Mark French Antiques
Classic quilt in the Wild Goose Chase or Flying Geese design.
The earliest publication I've been able to find is the Ladies' Art Company,
which called the pattern Wild Goose Chase in their end-of-the-19th-century catalog.
They seem to have the proportions wrong.
Something I echoed in BlockBase & The Encyclopedia of Pieced Quilt Patterns.
The triangle should be a right angle HST.
Like this one attributed to Abba May Alcott in the collection of Orchard House in Massachusetts.
The earliest date-inscribed example in the files is this one associated with Samuel B Cleaver in the
Brooklyn Museum's Collection. Dawn at Collector With a Needle took a detail shot a few years ago when it was on display.
Possibly from the Cleaver family who lived in this house Linden Hall in Port Penn, Delaware
Massachusetts Project & the Quilt Index
The files have several examples from about 1840 with the strips offering a good place to recycle some old chintz curtains perhaps.

▶ **Data shown**:

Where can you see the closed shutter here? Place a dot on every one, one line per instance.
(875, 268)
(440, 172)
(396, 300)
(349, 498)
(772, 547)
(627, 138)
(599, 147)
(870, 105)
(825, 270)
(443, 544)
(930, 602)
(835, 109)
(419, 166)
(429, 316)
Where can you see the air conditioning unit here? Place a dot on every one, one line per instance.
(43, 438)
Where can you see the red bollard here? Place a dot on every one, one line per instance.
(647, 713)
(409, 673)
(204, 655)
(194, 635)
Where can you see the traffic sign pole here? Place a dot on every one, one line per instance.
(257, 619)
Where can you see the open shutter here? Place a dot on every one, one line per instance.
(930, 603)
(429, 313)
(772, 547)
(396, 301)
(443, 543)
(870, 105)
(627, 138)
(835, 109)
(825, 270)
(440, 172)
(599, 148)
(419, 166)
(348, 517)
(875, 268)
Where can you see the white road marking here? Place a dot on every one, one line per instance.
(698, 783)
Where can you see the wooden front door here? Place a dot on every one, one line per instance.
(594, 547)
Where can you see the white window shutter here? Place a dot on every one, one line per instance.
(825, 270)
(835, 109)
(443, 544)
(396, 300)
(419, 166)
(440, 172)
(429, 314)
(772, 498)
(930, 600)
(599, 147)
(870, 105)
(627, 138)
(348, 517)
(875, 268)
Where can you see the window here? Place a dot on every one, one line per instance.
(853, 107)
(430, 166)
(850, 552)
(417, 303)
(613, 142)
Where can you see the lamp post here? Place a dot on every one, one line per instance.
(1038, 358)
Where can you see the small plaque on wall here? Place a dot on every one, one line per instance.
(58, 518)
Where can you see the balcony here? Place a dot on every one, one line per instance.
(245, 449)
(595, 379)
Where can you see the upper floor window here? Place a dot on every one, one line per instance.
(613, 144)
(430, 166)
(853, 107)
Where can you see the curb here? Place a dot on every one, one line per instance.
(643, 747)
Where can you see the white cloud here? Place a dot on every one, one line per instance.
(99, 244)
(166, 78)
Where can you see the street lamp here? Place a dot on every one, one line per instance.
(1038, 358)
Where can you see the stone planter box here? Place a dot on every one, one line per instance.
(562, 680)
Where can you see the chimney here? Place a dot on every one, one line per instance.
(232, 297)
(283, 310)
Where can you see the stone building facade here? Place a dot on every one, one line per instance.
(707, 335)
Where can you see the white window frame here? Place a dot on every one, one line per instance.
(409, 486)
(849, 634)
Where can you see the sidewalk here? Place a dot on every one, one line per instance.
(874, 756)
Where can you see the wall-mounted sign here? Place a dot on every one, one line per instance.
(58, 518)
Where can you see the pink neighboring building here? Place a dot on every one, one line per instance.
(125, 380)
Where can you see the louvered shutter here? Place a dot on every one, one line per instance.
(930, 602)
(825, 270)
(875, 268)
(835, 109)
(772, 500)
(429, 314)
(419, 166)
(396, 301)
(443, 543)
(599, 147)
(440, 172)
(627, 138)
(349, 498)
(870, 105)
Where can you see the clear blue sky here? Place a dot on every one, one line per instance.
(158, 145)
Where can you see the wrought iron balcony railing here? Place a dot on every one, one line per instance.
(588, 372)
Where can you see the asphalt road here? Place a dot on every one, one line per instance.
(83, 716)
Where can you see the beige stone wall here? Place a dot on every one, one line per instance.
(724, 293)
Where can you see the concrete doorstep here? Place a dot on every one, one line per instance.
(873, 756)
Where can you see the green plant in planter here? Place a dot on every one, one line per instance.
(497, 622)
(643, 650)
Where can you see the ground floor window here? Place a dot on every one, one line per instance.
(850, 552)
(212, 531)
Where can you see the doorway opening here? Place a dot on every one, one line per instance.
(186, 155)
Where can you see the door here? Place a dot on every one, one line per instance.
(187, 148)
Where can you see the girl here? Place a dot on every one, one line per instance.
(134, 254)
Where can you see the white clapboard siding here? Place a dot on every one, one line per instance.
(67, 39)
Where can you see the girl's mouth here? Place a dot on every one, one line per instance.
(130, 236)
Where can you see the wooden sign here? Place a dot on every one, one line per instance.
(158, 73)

▶ **Aim A**:
Using the text about the Wild Goose Chase quilt, answer these:
(i) What name did the Ladies' Art Company give the pattern in its catalog?
(ii) What should the triangle in the design be, according to the text?
(iii) Which museum's collection holds the earliest date-inscribed example?
▶ **Aim B**: Write out the text about the Wild Goose Chase quilt starting at "Something I echoed" and ending at "chintz curtains perhaps.".

▶ **Expected answer A**:
(i) Wild Goose Chase
(ii) A right angle HST
(iii) The Brooklyn Museum's

▶ **Expected answer B**:
Something I echoed in BlockBase & The Encyclopedia of Pieced Quilt Patterns.
The triangle should be a right angle HST.
Like this one attributed to Abba May Alcott in the collection of Orchard House in Massachusetts.
The earliest date-inscribed example in the files is this one associated with Samuel B Cleaver in the
Brooklyn Museum's Collection. Dawn at Collector With a Needle took a detail shot a few years ago when it was on display.
Possibly from the Cleaver family who lived in this house Linden Hall in Port Penn, Delaware
Massachusetts Project & the Quilt Index
The files have several examples from about 1840 with the strips offering a good place to recycle some old chintz curtains perhaps.